*** Given information ***
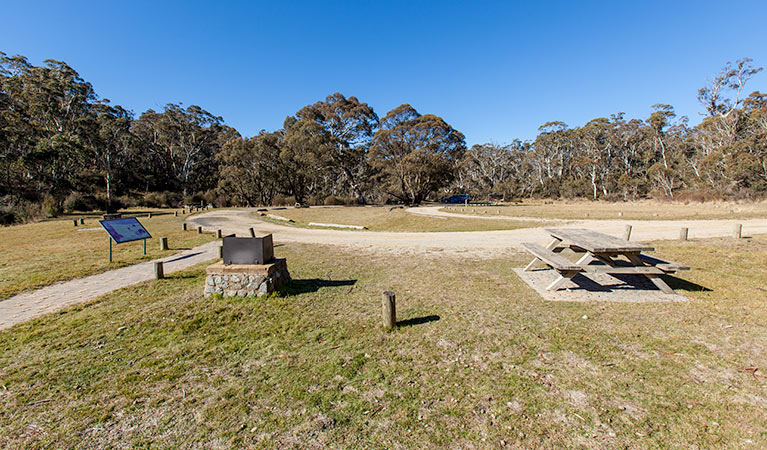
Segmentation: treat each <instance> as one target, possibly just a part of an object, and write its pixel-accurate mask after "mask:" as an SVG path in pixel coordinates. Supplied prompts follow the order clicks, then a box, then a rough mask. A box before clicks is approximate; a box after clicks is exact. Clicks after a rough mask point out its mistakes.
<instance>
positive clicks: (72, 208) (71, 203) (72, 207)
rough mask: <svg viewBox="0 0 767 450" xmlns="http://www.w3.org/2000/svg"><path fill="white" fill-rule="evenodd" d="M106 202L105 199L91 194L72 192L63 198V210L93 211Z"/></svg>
mask: <svg viewBox="0 0 767 450" xmlns="http://www.w3.org/2000/svg"><path fill="white" fill-rule="evenodd" d="M105 203H106V199H104V200H103V201H101V199H99V198H96V197H95V196H93V195H83V194H81V193H79V192H72V193H71V194H69V195H68V196H67V198H66V199H64V204H63V208H64V211H67V212H73V211H93V210H94V209H101V205H102V204H105Z"/></svg>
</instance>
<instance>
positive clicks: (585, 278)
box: [514, 269, 687, 303]
mask: <svg viewBox="0 0 767 450" xmlns="http://www.w3.org/2000/svg"><path fill="white" fill-rule="evenodd" d="M514 272H515V273H516V274H517V275H519V278H521V279H522V281H524V282H525V283H527V285H528V286H530V287H531V288H533V289H535V291H536V292H538V294H540V296H541V297H543V298H544V300H550V301H561V302H589V301H597V302H600V301H602V302H626V303H648V302H684V301H687V297H684V296H682V295H678V294H677V295H667V294H664V293H663V292H661V291H660V290H658V288H657V287H655V285H654V284H652V283H651V282H650V280H648V279H647V278H646V277H644V276H642V275H615V276H613V275H608V274H605V273H589V274H578V275H576V276H575V277H573V279H572V280H571V281H568V282H567V283H565V285H564V287H563V288H562V289H559V290H558V291H547V290H546V286H548V285H549V283H551V282H552V281H554V280H555V279H556V278H557V273H556V271H554V270H553V269H535V270H532V271H530V272H525V271H524V269H514Z"/></svg>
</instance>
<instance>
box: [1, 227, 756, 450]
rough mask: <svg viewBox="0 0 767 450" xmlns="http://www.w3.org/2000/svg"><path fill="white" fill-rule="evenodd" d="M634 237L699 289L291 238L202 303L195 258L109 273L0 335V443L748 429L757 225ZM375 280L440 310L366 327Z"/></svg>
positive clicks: (423, 303) (62, 442) (755, 413)
mask: <svg viewBox="0 0 767 450" xmlns="http://www.w3.org/2000/svg"><path fill="white" fill-rule="evenodd" d="M655 246H656V247H657V249H658V254H659V255H662V256H663V257H668V258H670V259H672V260H674V261H679V262H684V263H689V264H691V265H692V271H690V272H685V273H684V274H683V276H684V278H685V279H686V280H688V281H689V282H691V283H697V284H698V285H701V286H704V287H706V288H708V289H710V291H698V290H692V291H685V290H682V291H681V292H683V293H684V294H686V295H688V296H689V297H690V298H691V299H692V300H691V301H690V302H687V303H673V304H625V303H616V304H613V303H560V302H545V301H543V300H541V299H540V297H538V296H537V294H535V293H534V292H533V291H531V290H530V289H529V288H527V286H526V285H524V284H523V283H522V282H521V281H520V280H519V279H518V278H517V277H516V276H515V275H514V274H513V272H512V271H511V267H514V266H520V265H522V264H524V262H526V259H527V258H526V257H525V256H524V255H519V256H518V257H516V258H511V259H497V260H491V261H482V262H479V261H470V260H465V259H462V258H458V257H455V258H453V257H440V258H430V259H426V260H423V259H420V258H394V257H391V256H386V255H380V256H373V255H358V254H350V253H346V252H344V251H341V250H337V249H334V248H333V247H322V246H304V245H296V244H290V245H286V246H280V247H278V248H277V249H276V250H277V253H278V256H285V257H287V258H288V264H289V269H290V271H291V274H292V275H293V278H294V279H296V280H297V281H296V282H295V283H294V284H293V285H292V286H291V287H290V289H288V290H287V291H285V292H283V294H282V295H281V296H274V297H271V298H268V299H261V300H245V299H228V300H224V299H204V298H203V297H202V287H203V280H204V276H203V271H202V269H203V267H204V266H199V267H197V268H194V269H193V270H188V271H186V272H183V273H180V274H177V275H175V276H173V277H172V278H171V279H167V280H160V281H152V282H147V283H143V284H141V285H138V286H136V287H132V288H126V289H122V290H119V291H116V292H114V293H112V294H110V295H107V296H104V297H102V298H100V299H98V300H96V301H94V302H92V303H90V304H88V305H82V306H78V307H73V308H69V309H67V310H65V311H63V312H61V313H57V314H51V315H48V316H45V317H42V318H39V319H36V320H33V321H31V322H28V323H25V324H21V325H17V326H15V327H13V328H11V329H8V330H5V331H2V332H0V447H2V448H9V449H10V448H33V449H34V448H111V447H128V448H192V447H193V448H321V447H326V446H329V447H335V448H382V449H383V448H386V449H388V448H395V447H396V446H397V445H400V446H401V447H402V448H443V447H451V448H470V447H474V448H498V447H502V446H506V447H511V448H514V447H517V448H552V447H578V448H620V447H632V448H637V447H639V448H669V447H683V448H714V447H753V448H760V447H764V446H765V445H767V434H766V433H767V432H766V431H765V430H767V416H766V415H765V414H764V410H765V406H767V395H765V390H764V389H765V381H767V379H765V378H762V377H760V375H761V370H763V369H764V368H766V367H767V330H766V329H765V323H767V308H765V306H766V305H765V303H767V295H765V292H764V290H763V289H764V288H763V286H765V285H767V273H765V271H764V270H763V267H764V265H765V264H767V260H766V259H767V256H765V255H767V238H766V237H764V236H760V237H757V238H755V239H753V240H752V241H745V240H744V241H737V242H736V241H733V240H729V239H716V240H706V241H691V242H686V243H669V242H659V243H656V244H655ZM384 289H393V290H394V291H395V292H396V293H397V310H398V318H399V319H400V320H407V319H416V318H429V317H432V318H434V316H438V317H439V319H438V320H428V319H424V320H421V321H416V322H423V323H418V324H413V325H410V326H402V327H400V328H398V329H396V330H393V331H386V330H383V329H382V328H380V326H379V321H380V308H381V305H380V302H381V300H380V295H381V291H382V290H384ZM584 315H585V316H587V317H588V318H587V319H584V318H583V316H584ZM753 367H759V368H761V369H760V370H758V371H757V372H756V375H757V376H756V377H754V376H753V375H752V374H751V373H750V372H748V371H746V370H745V369H748V368H753Z"/></svg>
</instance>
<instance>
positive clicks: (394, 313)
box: [381, 291, 397, 328]
mask: <svg viewBox="0 0 767 450" xmlns="http://www.w3.org/2000/svg"><path fill="white" fill-rule="evenodd" d="M381 312H382V314H383V326H384V328H394V327H395V326H396V325H397V306H396V300H395V296H394V292H392V291H384V293H383V296H382V309H381Z"/></svg>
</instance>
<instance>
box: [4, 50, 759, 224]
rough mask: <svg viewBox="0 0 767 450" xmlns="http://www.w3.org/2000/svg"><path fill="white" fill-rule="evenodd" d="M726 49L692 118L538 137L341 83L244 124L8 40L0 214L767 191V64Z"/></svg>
mask: <svg viewBox="0 0 767 450" xmlns="http://www.w3.org/2000/svg"><path fill="white" fill-rule="evenodd" d="M761 70H762V69H761V68H758V67H754V66H752V64H751V60H750V59H742V60H739V61H737V62H736V63H735V64H730V63H728V64H727V65H726V66H725V68H724V70H723V71H722V72H721V73H720V74H719V75H717V76H716V77H715V78H714V79H713V80H711V81H710V82H709V84H708V85H707V86H705V87H703V88H701V89H700V90H699V92H698V99H699V101H700V102H701V104H702V105H703V106H704V107H705V110H706V117H705V119H704V120H703V121H702V123H701V124H699V125H697V126H695V127H690V126H688V122H687V118H685V117H682V118H677V117H676V114H675V113H674V109H673V107H672V106H671V105H665V104H658V105H654V106H653V112H652V114H650V116H649V117H648V118H646V119H627V118H625V117H624V116H625V115H624V114H623V113H617V114H614V115H611V116H610V117H609V118H596V119H594V120H591V121H590V122H588V123H587V124H585V125H583V126H582V127H576V128H569V127H568V126H567V125H566V124H564V123H562V122H549V123H546V124H544V125H542V126H541V127H540V129H539V131H540V133H539V134H538V136H537V137H536V138H535V140H533V141H525V142H522V141H514V142H512V143H511V144H507V145H499V144H495V143H487V144H481V145H474V146H472V147H471V148H468V149H467V147H466V144H465V139H464V136H463V134H461V133H460V132H459V131H457V130H456V129H454V128H453V127H452V126H451V125H449V124H448V123H447V122H445V120H443V119H442V118H441V117H439V116H436V115H432V114H421V113H419V112H418V111H416V110H415V109H414V108H413V107H412V106H410V105H408V104H403V105H401V106H399V107H397V108H395V109H393V110H392V111H390V112H388V113H387V114H386V115H385V116H383V117H381V118H379V117H378V115H377V114H376V113H375V111H374V110H373V108H372V107H370V106H369V105H368V104H367V103H363V102H360V101H359V100H358V99H357V98H356V97H345V96H343V95H341V94H339V93H335V94H332V95H330V96H328V97H327V98H325V99H324V100H322V101H318V102H316V103H314V104H311V105H307V106H305V107H303V108H301V109H300V110H299V111H297V112H296V113H295V114H294V115H292V116H290V117H288V118H286V119H285V121H284V124H283V127H282V128H281V129H279V130H275V131H261V132H260V133H259V134H258V135H256V136H253V137H249V138H247V137H243V136H241V135H240V134H239V133H238V132H237V130H235V129H233V128H231V127H229V126H226V125H225V124H224V121H223V119H222V118H221V117H219V116H216V115H214V114H212V113H210V112H208V111H205V110H204V109H202V108H200V107H199V106H195V105H192V106H188V107H184V106H183V105H181V104H168V105H166V106H165V107H164V108H163V110H162V111H153V110H151V109H150V110H147V111H145V112H143V113H142V114H141V115H139V116H138V117H135V116H134V114H133V112H131V111H128V110H126V109H125V108H123V107H121V106H119V105H113V104H111V102H110V101H109V100H107V99H102V98H99V97H98V95H96V93H95V91H94V89H93V87H92V86H91V84H90V83H88V82H86V81H85V80H83V79H82V78H81V77H80V76H79V74H78V73H77V72H76V71H75V70H74V69H73V68H71V67H70V66H68V65H67V64H66V63H64V62H60V61H54V60H46V61H45V64H44V65H43V66H39V67H38V66H34V65H32V64H30V63H29V61H28V60H27V59H26V58H24V57H23V56H12V57H9V56H7V55H6V54H4V53H2V52H0V154H1V155H2V158H1V159H0V211H1V212H0V222H4V223H10V222H14V221H26V220H33V219H36V218H39V217H41V216H55V215H57V214H60V213H61V212H63V211H65V210H90V209H104V210H108V209H116V208H119V207H125V206H134V205H146V206H178V205H181V204H191V203H198V202H200V201H203V202H212V203H215V204H218V205H222V206H225V205H250V206H254V205H265V204H274V203H282V204H291V203H309V204H318V203H325V204H336V203H355V204H356V203H369V202H376V203H378V202H397V203H407V204H415V203H420V202H422V201H425V200H430V199H438V198H439V197H442V196H446V195H449V194H451V193H469V194H472V195H473V196H475V197H479V198H497V199H505V200H511V199H514V198H523V197H533V196H541V197H590V198H594V199H611V200H615V199H625V200H629V199H637V198H642V197H648V196H653V197H664V198H677V197H678V196H679V195H680V194H683V195H687V196H689V195H695V196H697V197H698V198H713V197H757V196H763V195H764V193H765V192H767V94H762V93H760V92H753V93H751V94H750V95H748V96H744V88H745V85H746V83H747V82H748V80H749V79H750V78H751V77H752V76H754V75H755V74H757V73H758V72H759V71H761Z"/></svg>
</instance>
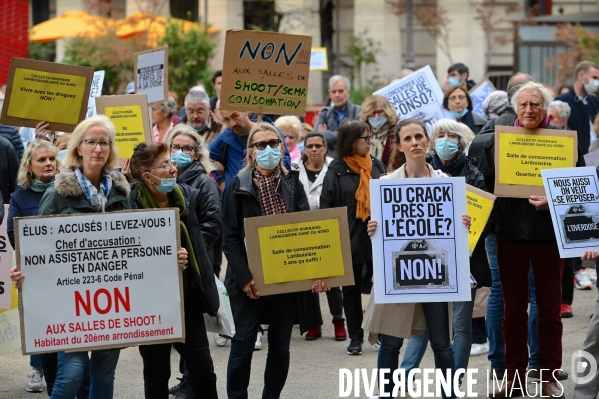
*** End of Given information ***
# [Instructions for the task]
Produce only the lines from the line containing "positive clicks: (394, 313)" through the line containing "box: [4, 50, 759, 224]", inclusive of both, exactly as they stand in the entries above.

# [Expected output]
positive clicks: (394, 313)
box: [381, 291, 397, 328]
mask: <svg viewBox="0 0 767 450" xmlns="http://www.w3.org/2000/svg"><path fill="white" fill-rule="evenodd" d="M381 312H382V314H383V326H384V328H394V327H395V326H396V325H397V306H396V300H395V296H394V292H392V291H384V293H383V296H382V309H381Z"/></svg>
</instance>
<instance>
box: [4, 50, 759, 224]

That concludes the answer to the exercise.